Exercise objective:
Change every "rough mask" in the material below to "coarse mask" and leave the rest of the lines as they are. Do not include the pictures in your answer.

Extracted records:
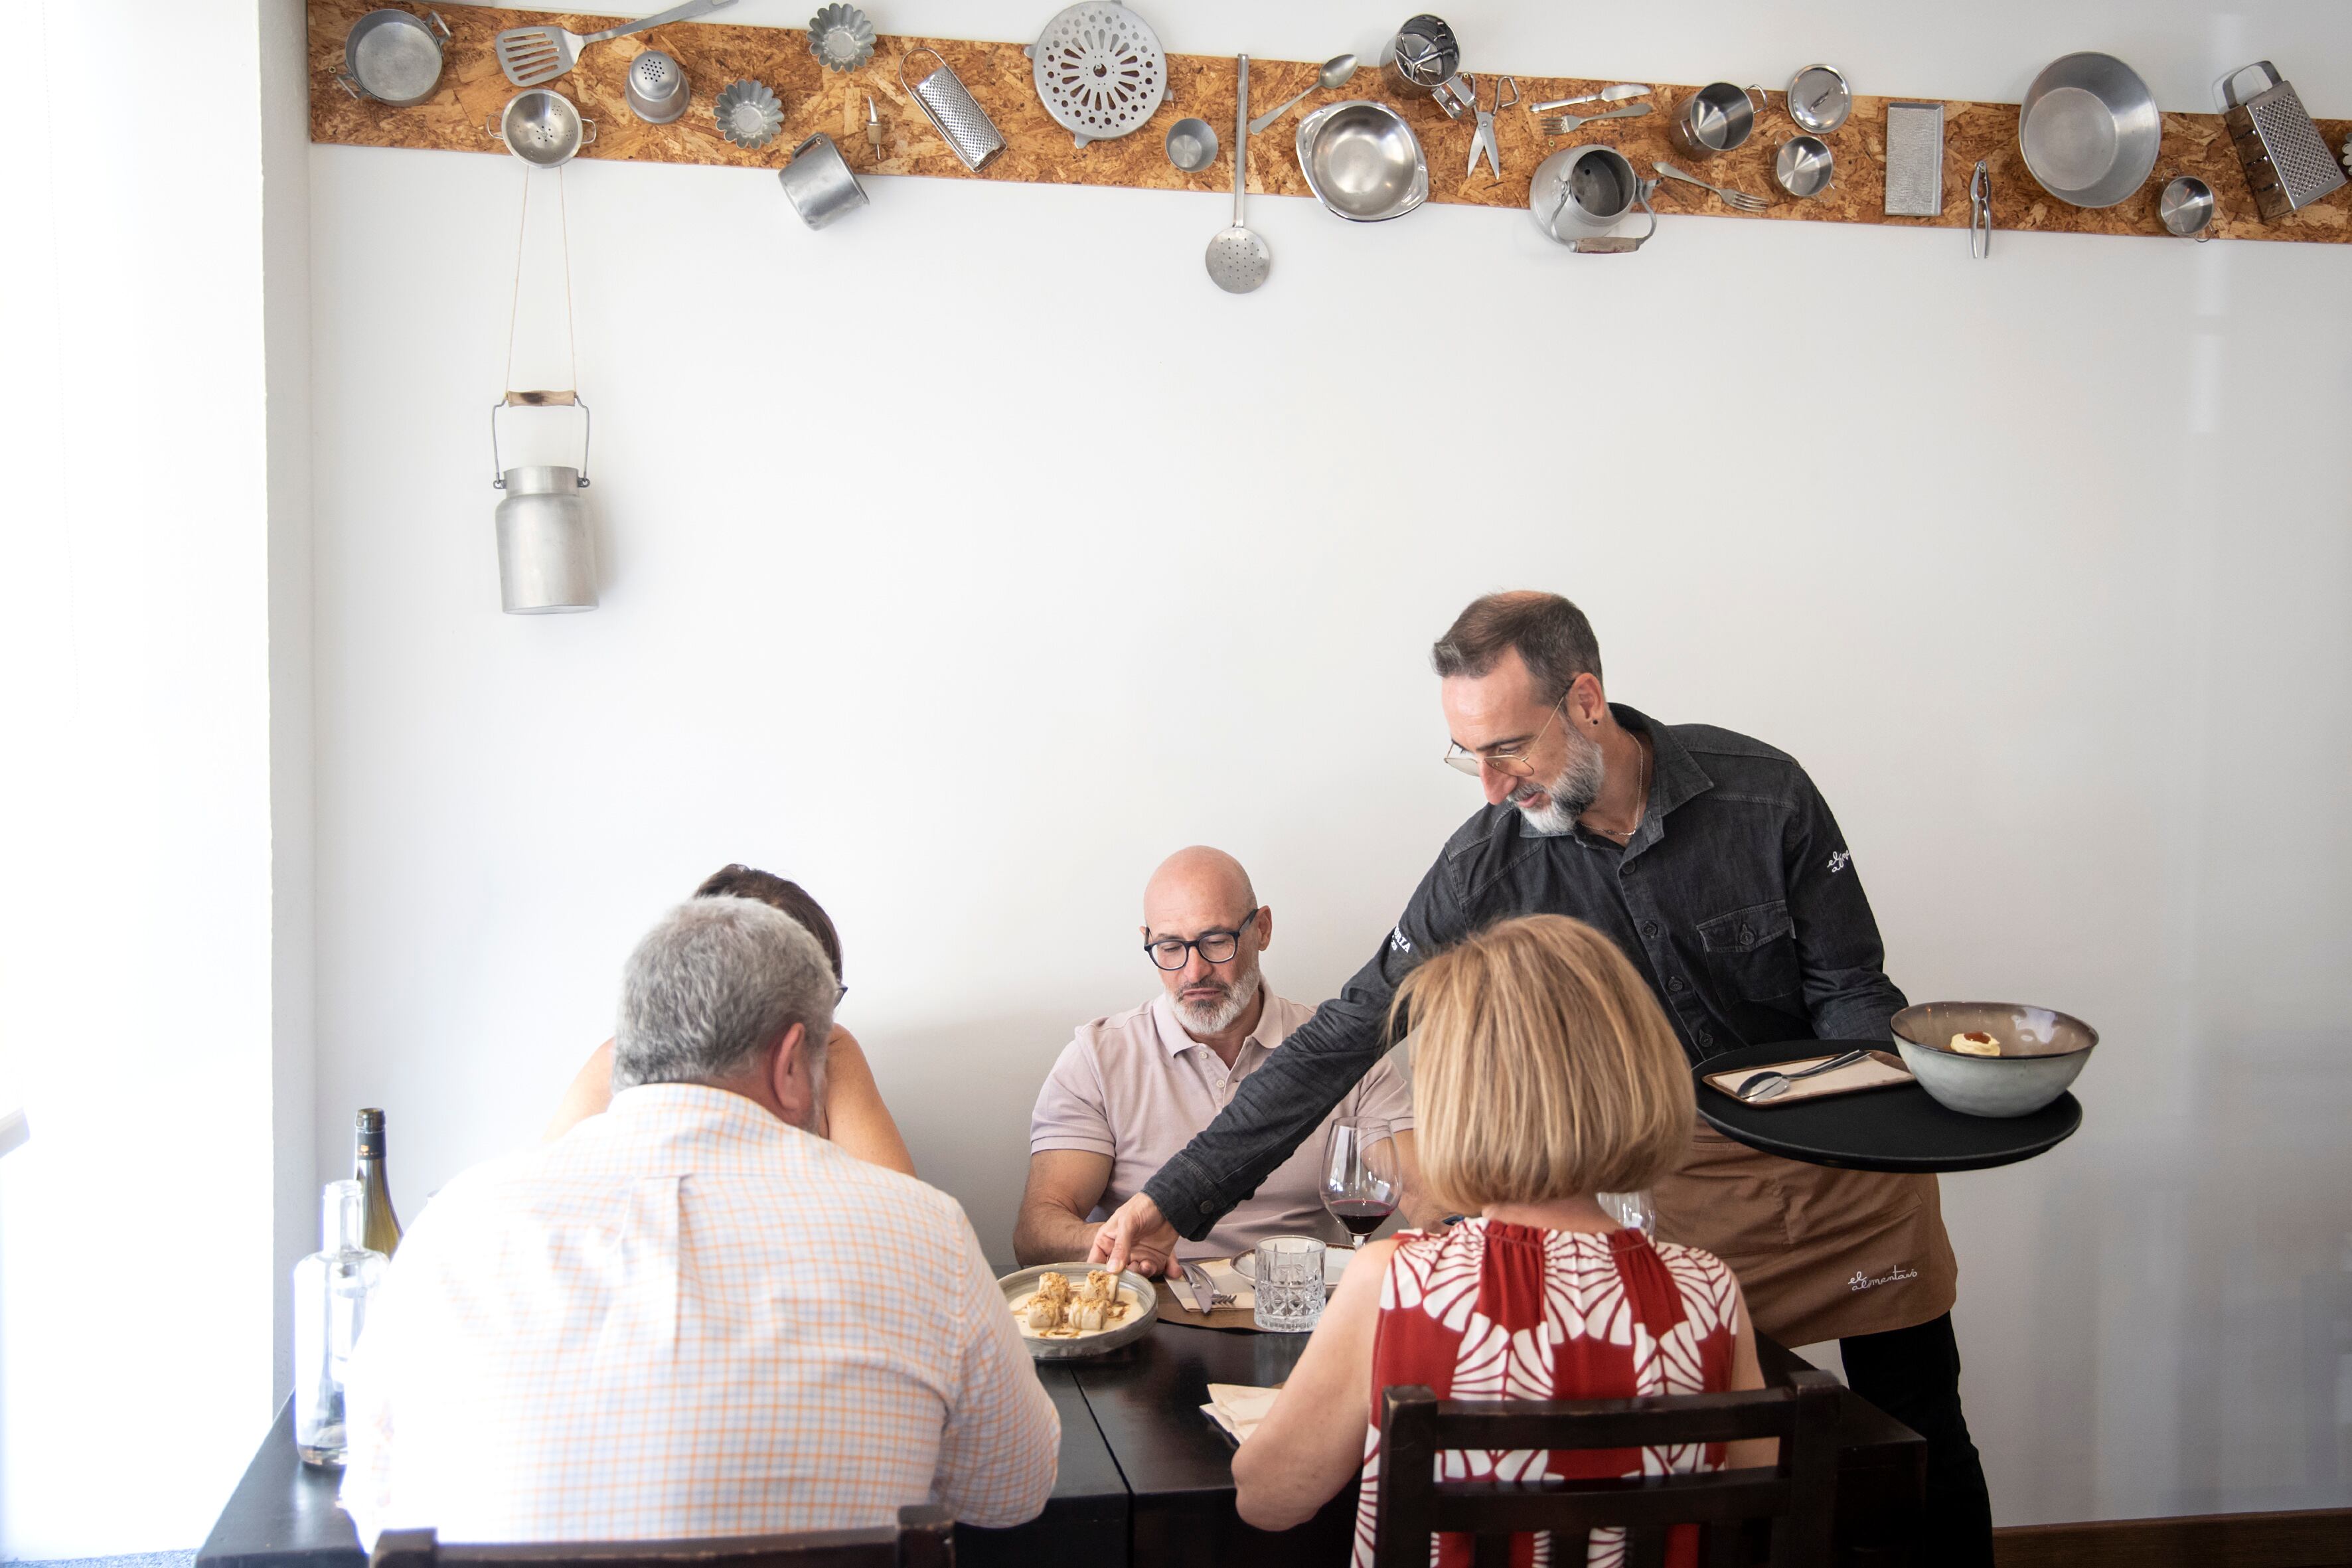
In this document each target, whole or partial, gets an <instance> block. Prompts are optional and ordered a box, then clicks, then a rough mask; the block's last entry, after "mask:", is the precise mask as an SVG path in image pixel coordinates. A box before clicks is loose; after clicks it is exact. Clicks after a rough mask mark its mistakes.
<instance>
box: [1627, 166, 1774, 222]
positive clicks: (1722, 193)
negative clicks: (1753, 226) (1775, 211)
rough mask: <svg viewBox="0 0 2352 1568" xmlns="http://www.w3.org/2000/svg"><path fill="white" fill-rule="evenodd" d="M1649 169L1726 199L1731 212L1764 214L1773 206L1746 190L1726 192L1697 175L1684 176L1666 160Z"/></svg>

The answer:
In this document each target, whole or partial, gets an <instance> block. Prompts are optional and ordered a box, then clicks, then a coarse mask; the block's last entry, after "mask:", is the precise mask as an SVG path in image pixel coordinates. A box before clicks is loose; after clicks it is exact. Clicks after a coarse mask mark its mistakes.
<instance>
box: [1627, 166, 1774, 222]
positive clicks: (1722, 193)
negative clicks: (1753, 226) (1775, 211)
coarse mask: <svg viewBox="0 0 2352 1568" xmlns="http://www.w3.org/2000/svg"><path fill="white" fill-rule="evenodd" d="M1649 169L1726 199L1731 212L1764 214L1773 206L1746 190L1726 192L1697 175L1684 176L1666 160Z"/></svg>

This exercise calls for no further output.